Отрывок текста —

• • • • •

Отсюда, из этих строительных канав, из громко сколачиваемых стен, из хилых кустиков (которым предназначено развиться в рощи, пруды и хоромы нового имения) посылает теперь Фет очерки – не стихи, а очерки – и в этом тоже есть свой вызов! – в реакционнейший, ненавидимый всей прогрессивной Россией журнал того времени – в «Русский вестник» Каткова. И в этих своих очерках, в этих письмах «Из деревни», он как настоящий прижимистый кулак и дикий крепостник распекает работника Семена, из-за лени которого он, Фет, потерял 11 рублей, и проклинает мужиков, чьи гуси зашли в его, Фета, пшеницу. И это печатается в момент, когда русское общество ликует по поводу долгожданного освобождения от вековых кошмаров крепостного права! Воистину прыжок вниз головой с седьмого этажа был бы менее безрассуден, чем эти «деревенские письма» Фета, и неудивительно, что возмездие за них следует с величайшей быстротой. И беспощадностью.

Повод есть: в 1863 году параллельно письмам «Из деревни» Фет переиздаёт двумя томами свои стихотворения. Критикам остается наложить одно на другое: шепот, робкое дыханье – на хозяйские окрики по адресу нерадивого Семена и трели соловья – на шиканье против нахальных крестьянских гусей.

• • • • •

Выдержки из записей —

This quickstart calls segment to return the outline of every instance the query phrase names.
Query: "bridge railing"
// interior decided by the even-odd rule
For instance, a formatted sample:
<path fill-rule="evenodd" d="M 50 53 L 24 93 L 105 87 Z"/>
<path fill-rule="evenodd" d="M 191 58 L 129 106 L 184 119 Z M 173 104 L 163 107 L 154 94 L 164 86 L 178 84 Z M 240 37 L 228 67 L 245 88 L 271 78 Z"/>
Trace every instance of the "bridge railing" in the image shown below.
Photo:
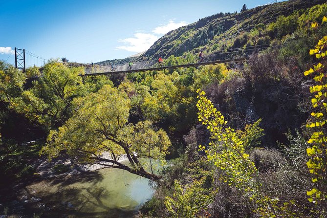
<path fill-rule="evenodd" d="M 233 60 L 240 58 L 248 58 L 249 55 L 258 53 L 261 51 L 266 49 L 268 47 L 280 47 L 281 45 L 277 44 L 259 44 L 252 46 L 248 46 L 246 47 L 242 47 L 228 49 L 227 50 L 218 51 L 214 52 L 206 57 L 202 62 L 215 62 L 217 61 L 223 61 L 226 60 Z M 156 59 L 138 62 L 133 63 L 132 69 L 149 69 L 154 67 L 157 60 Z M 198 62 L 198 59 L 196 59 L 195 62 L 188 64 L 195 64 Z M 167 65 L 168 66 L 168 65 Z M 93 65 L 91 66 L 90 65 L 85 67 L 85 73 L 87 74 L 98 73 L 105 73 L 115 71 L 124 71 L 128 70 L 129 64 L 126 63 L 122 65 L 116 65 L 114 66 L 114 70 L 112 71 L 110 65 Z"/>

• • • • •

Задание —
Пожалуйста, продолжите отрывок о Фете и его письмах «Из деревни», начав сразу после его последнего предложения.

Результат —
Целый год Дмитрий Минаев и Варфоломей Зайцев делают это в «Русском слове»: они дезавуируют певца крепостного права, который ловко маскировался под певца птичек и цветочков. Они именуют его «стихосшиватель Фет», удостоверяют, что как поэт он давно кончился, удивляются, что как материальное тело он до сих пор ещё существует. Минаев вызывает Фета на публичное состязание, обязуясь за два часа написать тысячу фетовских мелодий. Мелодии эти идут потоком, и все на тот же мотив: шепот, робкое дыханье – идут в «Русском слове», в «Искре»… «Страх, невольное смущенье, в поле крик гусей и внезапное лишенье десяти рублей…», «От дворовых нет поклона, шапки набекрень, и работника Семена плутовство и лень…» (хорошо, что Мария Лазич не может прочесть всего этого). Весь 1863 год Зайцев и Минаев занимаются Фетом, а в начале 1864 года Писарев наносит завершающий удар, предлагая читателям оклеивать его стихами комнаты и заворачивать в эти стихи колбасу, чтобы была от них хоть какая-то польза.

Дело не в критиках – их атаки Фет выдержал бы. Тем более что не одному ему теперь достается – атака идет на всю «старую» литературу. Приговор Фету выносят не критики – приговор выносит читающая Россия, двухтомник Фета, вышедший в 1863 году, так и не раскупили.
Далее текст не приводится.